(Page text Opens)

You can terminate that employee who is off for a work injury…….but, based on this new 6th Circuit Court case, don’t forget that there are implications outside of workers’ compensation/FMLA/ADA issues

In Stein v. Atlas Industries, 2018 WL 1719097 (6th Cir. April 9, 2018) the 6th District considered an FMLA/ERISA action brought by an employee who was terminated after failing to show up for work after the physician treating him for a work-related injury released him to light-duty.

Stein tore his meniscus at work. After recovering from surgery, he was given a release slip from the doctor’s office that released him to light duty work. Stein gave the release to the workers’ compensation office at his employer, Atlas Industries. The doctor’s office notified Atlas that Stein could return to light duty the following Monday. Stein, however, thought he was on leave for several more weeks, as he still had FMLA leave available to him.

Monday came and went, and Atlas received no word from Stein. Atlas still heard nothing from Stein on Tuesday or Wednesday, and fired him on Thursday based upon company policy that employees who missed three workdays without notification were subject to automatic termination without exceptions.

(Page text Closes)

Task instructions
Extend the article on the Stein v. Atlas Industries case above, picking up after its last sentence.

(Record extracts Opens)

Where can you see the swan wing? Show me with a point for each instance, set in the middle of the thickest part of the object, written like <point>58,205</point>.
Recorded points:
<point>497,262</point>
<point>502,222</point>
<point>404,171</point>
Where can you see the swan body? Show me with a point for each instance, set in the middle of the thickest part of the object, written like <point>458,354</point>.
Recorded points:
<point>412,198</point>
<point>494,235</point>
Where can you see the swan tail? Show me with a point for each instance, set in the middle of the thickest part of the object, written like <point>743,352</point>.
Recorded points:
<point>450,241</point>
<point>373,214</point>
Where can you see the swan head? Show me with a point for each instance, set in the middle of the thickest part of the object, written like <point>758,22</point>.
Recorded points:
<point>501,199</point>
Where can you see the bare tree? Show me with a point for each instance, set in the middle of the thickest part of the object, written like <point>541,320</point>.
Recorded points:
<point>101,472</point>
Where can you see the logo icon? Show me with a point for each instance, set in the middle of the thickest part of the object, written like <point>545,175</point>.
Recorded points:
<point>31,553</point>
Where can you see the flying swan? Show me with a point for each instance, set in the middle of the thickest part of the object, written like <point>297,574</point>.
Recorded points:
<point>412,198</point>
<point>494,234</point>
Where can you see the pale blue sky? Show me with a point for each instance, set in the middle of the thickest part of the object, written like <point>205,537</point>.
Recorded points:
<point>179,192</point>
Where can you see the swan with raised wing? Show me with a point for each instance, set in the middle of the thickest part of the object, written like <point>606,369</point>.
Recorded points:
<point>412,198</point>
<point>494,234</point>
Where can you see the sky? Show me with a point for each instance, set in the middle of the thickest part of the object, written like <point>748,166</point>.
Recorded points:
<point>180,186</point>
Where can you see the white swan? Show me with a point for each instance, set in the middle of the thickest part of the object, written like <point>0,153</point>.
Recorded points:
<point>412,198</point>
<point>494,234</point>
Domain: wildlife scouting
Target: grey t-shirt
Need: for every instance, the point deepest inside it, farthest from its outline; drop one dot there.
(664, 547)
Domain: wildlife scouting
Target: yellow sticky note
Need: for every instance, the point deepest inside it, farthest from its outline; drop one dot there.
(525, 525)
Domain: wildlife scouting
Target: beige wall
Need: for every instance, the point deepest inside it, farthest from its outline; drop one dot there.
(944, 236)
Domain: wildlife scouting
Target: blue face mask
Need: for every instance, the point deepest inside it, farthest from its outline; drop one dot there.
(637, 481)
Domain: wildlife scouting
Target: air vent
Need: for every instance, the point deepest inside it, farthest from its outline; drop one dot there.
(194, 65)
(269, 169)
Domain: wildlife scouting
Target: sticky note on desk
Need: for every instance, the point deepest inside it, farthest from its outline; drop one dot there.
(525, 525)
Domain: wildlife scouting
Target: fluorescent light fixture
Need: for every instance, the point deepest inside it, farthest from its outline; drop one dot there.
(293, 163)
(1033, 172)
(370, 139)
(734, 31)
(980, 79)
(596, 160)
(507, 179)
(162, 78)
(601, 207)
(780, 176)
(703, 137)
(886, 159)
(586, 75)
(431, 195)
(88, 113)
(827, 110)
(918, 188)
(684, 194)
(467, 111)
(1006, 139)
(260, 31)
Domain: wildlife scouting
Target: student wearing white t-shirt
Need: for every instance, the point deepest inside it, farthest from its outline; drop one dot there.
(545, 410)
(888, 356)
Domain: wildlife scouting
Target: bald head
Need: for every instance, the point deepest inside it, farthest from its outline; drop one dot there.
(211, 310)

(Record extracts Closes)

Expected answer
Stein sued, claiming both FMLA interference and FMLA retaliation, along with a violation of the Employee Retirement Income Security Act. The district court granted Atlas summary judgment, and Stein appealed.

The Circuit Court affirmed summary judgment based on the FMLA interference claim, noting that:

an employee must “comply with [his] employer’s usual and customary notice and procedural requirements,” including internal call-in policies. 29 C.F.R. § 825.302(d); see Srouder v. Dana Light Axle Mfg., LLC, 725 F.3d 608, 615 (6th Cir. 2013). And where an employee fails to do so, the employer is within its rights to terminate him—even if the days he failed to call in were otherwise FMLA-protected.

The Circuit Court conceded that that an employer may not require that an employee return to work once cleared for light duty if the employee has unexhausted FMLA leave. However, the Court noted that:

The FMLA does not, however, prohibit employers from requiring that employees call in and provide notice about their intent to continue FMLA leave following their release to light-duty work….. Had Stein contacted Atlas to say that he was using his remaining two weeks of FMLA leave and the company subsequently fired him under the attendance policy, Stein would have a claim. But that is not what happened. Atlas’s policy required Stein either to return to work or call in and report his intentions, and Stein did neither. So the light-duty regulations do not protect him.

The Court also rejected Stein’s argument Atlas violated the FMLA regulations under which an employer cannot fire an employee who fails to provide notice due to “unusual circumstances.” 29 C.F.R. § 825.302(d). Stein claimed that he had no idea that he was released for light-duty work, and that Atlas’s handbook did not require him to call in. The 6th Circuit Court did not agree that these constituted “unusual circumstances” under the FMLA definition.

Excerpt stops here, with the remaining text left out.